WHAT YOU SHOULD DO:
Reproduce every one of the lines below word for word, in the same order, changing nothing.

GIVEN RECORDS:

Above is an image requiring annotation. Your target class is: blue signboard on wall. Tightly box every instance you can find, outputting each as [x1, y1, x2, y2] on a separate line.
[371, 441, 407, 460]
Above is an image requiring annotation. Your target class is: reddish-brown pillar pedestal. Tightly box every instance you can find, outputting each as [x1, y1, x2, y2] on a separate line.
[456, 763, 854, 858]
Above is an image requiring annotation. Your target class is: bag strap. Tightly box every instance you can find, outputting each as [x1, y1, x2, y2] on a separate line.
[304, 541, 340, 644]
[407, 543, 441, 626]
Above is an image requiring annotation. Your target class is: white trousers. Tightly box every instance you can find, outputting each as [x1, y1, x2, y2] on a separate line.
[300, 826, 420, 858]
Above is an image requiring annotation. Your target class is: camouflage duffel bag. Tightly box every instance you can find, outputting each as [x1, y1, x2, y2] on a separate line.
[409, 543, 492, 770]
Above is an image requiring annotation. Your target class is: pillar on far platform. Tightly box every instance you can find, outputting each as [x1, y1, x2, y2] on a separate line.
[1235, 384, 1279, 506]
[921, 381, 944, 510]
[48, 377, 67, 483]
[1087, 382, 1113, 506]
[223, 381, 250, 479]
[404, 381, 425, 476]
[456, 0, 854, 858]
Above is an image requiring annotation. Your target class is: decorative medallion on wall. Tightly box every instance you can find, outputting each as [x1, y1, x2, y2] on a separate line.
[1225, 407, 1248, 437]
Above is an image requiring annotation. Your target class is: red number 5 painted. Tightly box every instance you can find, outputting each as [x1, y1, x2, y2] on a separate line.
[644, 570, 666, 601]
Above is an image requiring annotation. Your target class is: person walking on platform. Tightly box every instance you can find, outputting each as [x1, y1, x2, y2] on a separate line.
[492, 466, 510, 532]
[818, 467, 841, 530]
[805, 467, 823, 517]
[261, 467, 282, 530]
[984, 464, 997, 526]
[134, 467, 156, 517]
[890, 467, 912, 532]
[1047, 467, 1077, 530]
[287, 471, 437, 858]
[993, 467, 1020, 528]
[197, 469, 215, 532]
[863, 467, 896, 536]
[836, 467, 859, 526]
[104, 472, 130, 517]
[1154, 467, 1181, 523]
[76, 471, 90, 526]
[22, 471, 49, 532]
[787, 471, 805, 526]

FULL RESPONSE:
Above is an image requiring annotation. Your target class is: blue signboard on wall. Tightly box every instance you can find, outputting each as [x1, y1, x2, y2] on a separate line.
[371, 441, 407, 460]
Above is an image requiring annotation. Your target class is: reddish-brown pillar pedestal. Tightly box every instance you can find, outputting each as [x1, y1, x2, y2] on a separate line.
[456, 763, 854, 858]
Above is an image requiring annotation. Your target class is: bag strap. Tightly box every instance you can find, outputting each as [x1, y1, x2, y2] on a separate line.
[304, 541, 340, 644]
[407, 543, 441, 626]
Above is an image requiring annotation. Your target class is: white trousers. Tightly box every instance you can find, outputting each as [x1, y1, x2, y2] on a separate line.
[300, 826, 420, 858]
Above is an image requiring annotation. Your target class is: camouflage duffel bag. Tightly box every instance you can find, outputting each as [x1, y1, x2, y2] on a separate line.
[409, 543, 492, 770]
Above is an image requiring annotation. Your target class is: pillar on far platform. Tightly box every instance you can find, outputting each as [x1, y1, x2, y2] on a separate line.
[1235, 384, 1279, 506]
[921, 381, 944, 510]
[48, 377, 67, 483]
[1087, 382, 1113, 506]
[223, 381, 250, 479]
[404, 381, 425, 476]
[456, 0, 854, 858]
Above is an image requiring annotation. Your target class is: decorative medallion on wall. Tightly box every instance you can find, outputting each as [x1, y1, x2, y2] on a separate line.
[1225, 407, 1248, 437]
Above is an image requiring annotation. Your target class is: red number 5 painted. Tightly box every instance you can find, outputting each as [x1, y1, x2, y2] on a separate line.
[644, 570, 666, 601]
Above is an image requiring annotation. Your target class is: person walking on platform. Tightly box every instance you can find, outputting each as [x1, y1, x2, y2] on a separate line.
[492, 466, 510, 532]
[818, 467, 841, 530]
[805, 467, 823, 517]
[261, 467, 282, 530]
[984, 464, 997, 526]
[134, 467, 156, 517]
[890, 467, 912, 532]
[1047, 467, 1077, 530]
[287, 471, 437, 858]
[993, 467, 1020, 528]
[197, 469, 215, 532]
[863, 467, 896, 536]
[836, 467, 859, 526]
[104, 472, 130, 517]
[1154, 467, 1181, 523]
[76, 471, 90, 526]
[22, 471, 49, 532]
[787, 471, 805, 526]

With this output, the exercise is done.